Passage to read:

Lotus could enter China and float on the stock exchange as soon as next year
Parent company Geely is trying to pump serious money into the classic British brand
Ever since it was acquired by Chinese automotive giant Geely, it's looked like Lotus has been well on the way to getting back on track. Of course, we've all seen the mental Evija hypercar that'll be coming very soon and we all know about its plans to become a fully-electric manufacturer in the future, with a new generation of Lotus sports cars set to appear soon as well after their ICE descendants take their final bows. It's also begun a programme to certify its used cars to make buying a used Lotus as trouble-free as possible and has partnered up with Jenson Button's JBXE Extreme E team. Now, according to some reports, the next step of Lotus's evolution is well underway as Geely reportedly has huge plans for the classic British brand!
According to a report from Bloomberg that cites "people familiar with the matter " as sources, Geely is attempting to raise a huge amount of money so that Lotus can be brought into the Chinese market. This cash injection could be as much as $5 billion according to Bloomberg's sources and Geely is currently working with advisors to see if there is any potential interest. Geely is also considering an IPO of the company, which Bloomberg reckons could be valued at as much as $15 billion.
Lotus isn't the only Geely-owned company that's considering going public, either. According to another report from Bloomberg earlier this year, Polestar has been weighing up options about its future. These options could include taking the company public via a special purpose acquisition company (SPAC). This has been helped because of the explosion in demand for electric vehicles, particularly within Geely's home market of China, as well as the investor mania surrounding EV-specific companies such as Nio and Xpeng and smaller EV upstarts that are trying to get investors in a frenzy so they can use SPACs to race into the stock exchange.

Exercises:
#1 Please list each development in Lotus's turnaround that the Lotus article mentions before it turns to the Bloomberg report.
#2 According to the Lotus article, what value does Bloomberg think a Lotus IPO could reach?
#3 Write the next part of the Lotus article, starting after its final sentence.

Supplied entries:

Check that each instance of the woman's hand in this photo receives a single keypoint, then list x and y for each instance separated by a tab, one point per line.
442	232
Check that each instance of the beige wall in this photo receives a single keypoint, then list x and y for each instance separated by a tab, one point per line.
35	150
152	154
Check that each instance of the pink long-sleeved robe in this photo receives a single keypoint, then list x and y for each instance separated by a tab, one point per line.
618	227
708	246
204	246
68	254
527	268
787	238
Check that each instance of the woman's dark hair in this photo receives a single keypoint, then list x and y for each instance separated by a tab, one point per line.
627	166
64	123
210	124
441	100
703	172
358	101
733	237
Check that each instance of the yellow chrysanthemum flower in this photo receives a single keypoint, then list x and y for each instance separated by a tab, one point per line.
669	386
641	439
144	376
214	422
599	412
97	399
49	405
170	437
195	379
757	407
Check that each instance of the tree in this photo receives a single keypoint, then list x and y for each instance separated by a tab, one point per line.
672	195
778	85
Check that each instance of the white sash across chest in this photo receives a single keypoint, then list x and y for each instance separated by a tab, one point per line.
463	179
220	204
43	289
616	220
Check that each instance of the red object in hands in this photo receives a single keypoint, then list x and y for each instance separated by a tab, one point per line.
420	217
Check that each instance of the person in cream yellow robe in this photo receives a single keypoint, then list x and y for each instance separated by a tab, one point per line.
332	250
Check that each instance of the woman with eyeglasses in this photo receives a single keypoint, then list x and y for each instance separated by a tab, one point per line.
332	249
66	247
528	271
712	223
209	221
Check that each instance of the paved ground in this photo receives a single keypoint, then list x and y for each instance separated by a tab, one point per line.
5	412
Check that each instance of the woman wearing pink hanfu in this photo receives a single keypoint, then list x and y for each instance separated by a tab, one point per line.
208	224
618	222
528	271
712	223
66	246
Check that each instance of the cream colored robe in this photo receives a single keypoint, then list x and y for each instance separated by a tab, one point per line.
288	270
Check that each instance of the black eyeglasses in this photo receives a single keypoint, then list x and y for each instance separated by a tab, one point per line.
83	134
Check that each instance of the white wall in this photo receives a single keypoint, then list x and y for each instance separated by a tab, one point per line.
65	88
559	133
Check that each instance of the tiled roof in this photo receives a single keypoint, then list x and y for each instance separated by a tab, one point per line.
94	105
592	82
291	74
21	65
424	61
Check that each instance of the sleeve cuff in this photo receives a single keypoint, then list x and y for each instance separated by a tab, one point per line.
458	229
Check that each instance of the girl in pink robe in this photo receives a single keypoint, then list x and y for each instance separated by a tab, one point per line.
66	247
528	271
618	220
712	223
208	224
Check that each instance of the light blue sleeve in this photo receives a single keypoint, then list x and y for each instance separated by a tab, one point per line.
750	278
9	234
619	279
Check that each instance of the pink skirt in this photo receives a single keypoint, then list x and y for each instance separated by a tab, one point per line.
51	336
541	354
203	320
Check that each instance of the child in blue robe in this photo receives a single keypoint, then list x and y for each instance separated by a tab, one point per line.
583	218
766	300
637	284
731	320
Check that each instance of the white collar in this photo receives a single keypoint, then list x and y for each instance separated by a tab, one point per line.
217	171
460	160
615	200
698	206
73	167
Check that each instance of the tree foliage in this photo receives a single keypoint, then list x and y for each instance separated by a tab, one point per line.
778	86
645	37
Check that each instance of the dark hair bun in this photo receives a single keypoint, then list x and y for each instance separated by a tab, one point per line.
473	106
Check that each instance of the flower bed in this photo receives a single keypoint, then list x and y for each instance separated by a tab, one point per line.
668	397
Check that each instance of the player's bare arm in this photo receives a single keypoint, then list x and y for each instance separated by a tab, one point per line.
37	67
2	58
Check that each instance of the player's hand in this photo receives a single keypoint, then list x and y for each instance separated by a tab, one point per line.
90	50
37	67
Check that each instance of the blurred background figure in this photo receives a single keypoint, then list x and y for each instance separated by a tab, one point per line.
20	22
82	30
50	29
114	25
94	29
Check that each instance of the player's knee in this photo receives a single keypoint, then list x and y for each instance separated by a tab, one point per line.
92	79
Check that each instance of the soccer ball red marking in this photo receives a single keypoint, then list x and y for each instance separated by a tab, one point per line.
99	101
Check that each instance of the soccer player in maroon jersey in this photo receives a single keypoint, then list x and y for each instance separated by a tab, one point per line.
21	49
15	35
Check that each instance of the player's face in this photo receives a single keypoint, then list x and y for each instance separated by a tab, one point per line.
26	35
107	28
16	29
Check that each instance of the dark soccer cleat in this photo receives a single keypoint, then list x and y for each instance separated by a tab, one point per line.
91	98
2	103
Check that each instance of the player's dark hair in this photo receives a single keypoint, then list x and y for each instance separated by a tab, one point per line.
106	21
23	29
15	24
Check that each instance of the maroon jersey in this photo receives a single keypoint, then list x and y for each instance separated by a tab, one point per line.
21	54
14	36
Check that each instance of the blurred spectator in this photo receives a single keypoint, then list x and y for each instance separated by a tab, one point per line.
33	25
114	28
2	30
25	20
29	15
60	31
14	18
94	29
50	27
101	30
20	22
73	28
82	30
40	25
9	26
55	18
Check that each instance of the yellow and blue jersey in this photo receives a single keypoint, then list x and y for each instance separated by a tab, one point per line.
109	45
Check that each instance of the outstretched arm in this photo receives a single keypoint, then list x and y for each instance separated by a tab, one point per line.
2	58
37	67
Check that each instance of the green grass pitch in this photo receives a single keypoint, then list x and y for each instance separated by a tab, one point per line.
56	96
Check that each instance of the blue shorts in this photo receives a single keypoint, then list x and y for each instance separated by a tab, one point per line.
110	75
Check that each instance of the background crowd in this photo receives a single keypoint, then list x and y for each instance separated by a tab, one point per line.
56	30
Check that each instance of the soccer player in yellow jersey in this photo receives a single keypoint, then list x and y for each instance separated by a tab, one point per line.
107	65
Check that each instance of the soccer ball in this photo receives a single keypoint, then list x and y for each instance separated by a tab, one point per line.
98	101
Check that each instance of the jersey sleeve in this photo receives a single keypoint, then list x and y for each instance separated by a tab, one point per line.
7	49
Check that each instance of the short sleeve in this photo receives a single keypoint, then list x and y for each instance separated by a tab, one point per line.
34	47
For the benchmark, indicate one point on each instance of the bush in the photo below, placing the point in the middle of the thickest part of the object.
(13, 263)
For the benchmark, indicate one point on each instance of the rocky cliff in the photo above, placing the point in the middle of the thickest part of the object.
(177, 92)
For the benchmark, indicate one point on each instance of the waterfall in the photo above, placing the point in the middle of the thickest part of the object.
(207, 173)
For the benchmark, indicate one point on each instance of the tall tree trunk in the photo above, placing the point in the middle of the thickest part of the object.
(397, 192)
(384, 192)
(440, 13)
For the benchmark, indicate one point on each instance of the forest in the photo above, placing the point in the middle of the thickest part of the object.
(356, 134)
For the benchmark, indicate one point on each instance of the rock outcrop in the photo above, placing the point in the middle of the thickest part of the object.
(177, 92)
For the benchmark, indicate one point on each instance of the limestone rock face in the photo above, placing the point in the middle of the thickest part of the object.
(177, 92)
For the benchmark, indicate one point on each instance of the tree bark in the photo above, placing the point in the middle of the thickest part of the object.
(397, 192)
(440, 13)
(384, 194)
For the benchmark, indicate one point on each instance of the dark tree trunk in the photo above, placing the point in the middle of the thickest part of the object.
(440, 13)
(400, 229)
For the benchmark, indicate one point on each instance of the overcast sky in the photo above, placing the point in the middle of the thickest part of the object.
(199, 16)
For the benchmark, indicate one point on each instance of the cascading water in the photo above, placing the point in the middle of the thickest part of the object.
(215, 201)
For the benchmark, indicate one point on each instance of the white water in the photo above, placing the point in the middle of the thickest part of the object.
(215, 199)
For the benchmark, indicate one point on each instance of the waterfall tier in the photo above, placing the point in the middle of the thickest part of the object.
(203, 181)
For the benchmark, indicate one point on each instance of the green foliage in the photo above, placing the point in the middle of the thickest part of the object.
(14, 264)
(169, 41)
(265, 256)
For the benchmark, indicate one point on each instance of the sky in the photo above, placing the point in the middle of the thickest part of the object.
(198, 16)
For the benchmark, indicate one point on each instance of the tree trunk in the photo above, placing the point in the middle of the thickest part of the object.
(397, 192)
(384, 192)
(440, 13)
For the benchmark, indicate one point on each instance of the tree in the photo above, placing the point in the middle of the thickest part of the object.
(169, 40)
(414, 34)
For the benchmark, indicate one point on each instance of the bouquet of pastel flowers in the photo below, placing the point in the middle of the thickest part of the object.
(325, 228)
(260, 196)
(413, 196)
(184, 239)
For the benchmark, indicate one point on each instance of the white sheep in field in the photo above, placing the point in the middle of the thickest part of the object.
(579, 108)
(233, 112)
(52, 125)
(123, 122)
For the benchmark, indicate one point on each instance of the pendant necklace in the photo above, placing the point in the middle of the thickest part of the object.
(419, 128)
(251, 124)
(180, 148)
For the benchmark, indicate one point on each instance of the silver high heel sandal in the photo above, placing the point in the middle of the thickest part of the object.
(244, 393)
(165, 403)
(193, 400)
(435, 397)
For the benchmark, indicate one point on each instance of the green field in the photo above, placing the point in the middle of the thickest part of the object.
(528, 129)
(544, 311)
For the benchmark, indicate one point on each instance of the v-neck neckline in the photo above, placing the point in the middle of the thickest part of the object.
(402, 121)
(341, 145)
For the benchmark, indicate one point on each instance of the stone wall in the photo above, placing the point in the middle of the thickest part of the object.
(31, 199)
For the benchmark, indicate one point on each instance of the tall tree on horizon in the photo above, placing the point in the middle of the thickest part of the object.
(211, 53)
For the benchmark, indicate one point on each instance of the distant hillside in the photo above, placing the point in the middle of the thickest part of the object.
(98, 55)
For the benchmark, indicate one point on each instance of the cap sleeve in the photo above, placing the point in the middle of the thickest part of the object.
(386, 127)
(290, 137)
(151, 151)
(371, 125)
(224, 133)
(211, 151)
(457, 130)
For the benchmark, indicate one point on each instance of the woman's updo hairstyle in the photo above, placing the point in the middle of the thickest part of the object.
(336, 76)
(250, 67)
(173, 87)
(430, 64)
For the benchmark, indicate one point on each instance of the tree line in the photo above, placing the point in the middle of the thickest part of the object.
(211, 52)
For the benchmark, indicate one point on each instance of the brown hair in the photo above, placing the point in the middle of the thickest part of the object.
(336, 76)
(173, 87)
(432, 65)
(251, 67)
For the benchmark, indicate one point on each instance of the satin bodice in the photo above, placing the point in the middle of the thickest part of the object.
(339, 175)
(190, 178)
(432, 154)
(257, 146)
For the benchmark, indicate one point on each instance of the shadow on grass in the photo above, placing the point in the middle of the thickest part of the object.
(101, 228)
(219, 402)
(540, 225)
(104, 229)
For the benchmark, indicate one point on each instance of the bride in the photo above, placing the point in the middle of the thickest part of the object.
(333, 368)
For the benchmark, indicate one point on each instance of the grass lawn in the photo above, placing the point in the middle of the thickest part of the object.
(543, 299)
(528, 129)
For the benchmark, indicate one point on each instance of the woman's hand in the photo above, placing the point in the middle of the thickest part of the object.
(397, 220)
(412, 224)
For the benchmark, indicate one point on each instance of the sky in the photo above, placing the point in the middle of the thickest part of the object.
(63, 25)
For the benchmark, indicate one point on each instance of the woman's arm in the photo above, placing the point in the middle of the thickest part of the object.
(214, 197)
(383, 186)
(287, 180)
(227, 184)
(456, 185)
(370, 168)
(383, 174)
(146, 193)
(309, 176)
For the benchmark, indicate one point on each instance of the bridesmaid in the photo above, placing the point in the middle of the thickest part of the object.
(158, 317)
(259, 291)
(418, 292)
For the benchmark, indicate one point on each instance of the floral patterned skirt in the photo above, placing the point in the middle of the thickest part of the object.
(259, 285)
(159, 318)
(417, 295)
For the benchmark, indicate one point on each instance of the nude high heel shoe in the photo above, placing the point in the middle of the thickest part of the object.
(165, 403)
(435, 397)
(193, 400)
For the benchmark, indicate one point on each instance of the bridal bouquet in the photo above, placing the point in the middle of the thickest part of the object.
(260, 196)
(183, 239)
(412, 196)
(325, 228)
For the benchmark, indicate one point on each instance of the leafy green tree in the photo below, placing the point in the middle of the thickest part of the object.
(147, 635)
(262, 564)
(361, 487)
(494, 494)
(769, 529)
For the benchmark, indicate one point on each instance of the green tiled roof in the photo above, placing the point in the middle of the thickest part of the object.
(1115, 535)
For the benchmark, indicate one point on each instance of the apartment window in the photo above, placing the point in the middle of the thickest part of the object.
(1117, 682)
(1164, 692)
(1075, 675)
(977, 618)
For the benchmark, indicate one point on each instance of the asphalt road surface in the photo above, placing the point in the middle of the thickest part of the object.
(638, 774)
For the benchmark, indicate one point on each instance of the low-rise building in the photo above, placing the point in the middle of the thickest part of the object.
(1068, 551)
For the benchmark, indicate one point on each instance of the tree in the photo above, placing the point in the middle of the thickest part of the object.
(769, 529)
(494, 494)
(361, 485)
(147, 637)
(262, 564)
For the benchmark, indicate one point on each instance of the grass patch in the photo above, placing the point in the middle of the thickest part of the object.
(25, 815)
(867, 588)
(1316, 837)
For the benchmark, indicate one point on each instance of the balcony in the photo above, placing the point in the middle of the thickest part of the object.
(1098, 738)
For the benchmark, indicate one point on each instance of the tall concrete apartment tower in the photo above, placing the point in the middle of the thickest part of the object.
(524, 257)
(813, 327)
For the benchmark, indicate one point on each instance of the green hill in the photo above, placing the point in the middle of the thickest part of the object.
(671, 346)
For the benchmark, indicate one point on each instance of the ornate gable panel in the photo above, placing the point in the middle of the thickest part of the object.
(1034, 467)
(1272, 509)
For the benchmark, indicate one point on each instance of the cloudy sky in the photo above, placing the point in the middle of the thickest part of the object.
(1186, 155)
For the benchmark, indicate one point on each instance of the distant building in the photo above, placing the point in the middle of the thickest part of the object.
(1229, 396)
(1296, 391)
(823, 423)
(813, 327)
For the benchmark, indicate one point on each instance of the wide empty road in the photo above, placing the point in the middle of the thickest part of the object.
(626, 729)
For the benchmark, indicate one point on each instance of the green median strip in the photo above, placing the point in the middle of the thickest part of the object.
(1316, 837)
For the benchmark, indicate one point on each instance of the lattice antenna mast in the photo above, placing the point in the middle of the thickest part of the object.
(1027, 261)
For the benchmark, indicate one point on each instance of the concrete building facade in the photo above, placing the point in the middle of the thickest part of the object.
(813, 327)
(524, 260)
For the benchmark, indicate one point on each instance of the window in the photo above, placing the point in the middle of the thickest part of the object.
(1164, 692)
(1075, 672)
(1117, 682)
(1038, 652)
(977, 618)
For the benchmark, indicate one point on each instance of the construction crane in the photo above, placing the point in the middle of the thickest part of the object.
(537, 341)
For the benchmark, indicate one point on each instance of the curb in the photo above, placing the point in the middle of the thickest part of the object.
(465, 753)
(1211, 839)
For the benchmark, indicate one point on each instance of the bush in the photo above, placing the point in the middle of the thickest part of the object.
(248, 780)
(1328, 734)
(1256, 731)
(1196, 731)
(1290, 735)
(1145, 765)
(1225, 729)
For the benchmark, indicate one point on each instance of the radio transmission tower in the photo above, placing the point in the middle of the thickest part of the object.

Responses to the tasks:
#1
- The Evija hypercar, coming very soon
- Plans to become a fully-electric manufacturer
- A new generation of Lotus sports cars set to appear soon
- A program to certify used cars
- A partnership with Jenson Button's JBXE Extreme E team

#2 As much as $15 billion.

#3
Geely has been doing particularly well in the last few months. Shares in Geely Automobile Holdings Ltd. rose as much as 7.6% on Wednesday April 14, the company's biggest intraday gain since January 26. With a gain that significant in a period when business is still very much being affected by the pandemic, it's pretty easy to understand why Geely might be considering such an optimistic move as trying to raise money to get Lotus into the Chinese market or even floated onto the stock market in an IPO.
Of course, the deal and all the details associated with it are ongoing. Factors such as the size and timing of the deal could still change. A representative from Geely declined to comment when asked by Bloomberg and representatives from Lotus didn't immediately comment either. If this deal really is going ahead at full steam, Lotus and Geely are both definitely keeping it well under wraps.
Would this cash injection and a potential move towards being floated to the general public help Lotus? I absolutely think so. Any amount of financial help is nothing but good news for a brand that has always struggled with maintaining enough cash in its coffers. With more money on board, the development of the next generation of Lotus sports cars would be able to have a bigger budget. Hopefully, that would mean a brilliant bunch of new sports cars that'll give Lotus a great start into the first stage of its fully-electric future.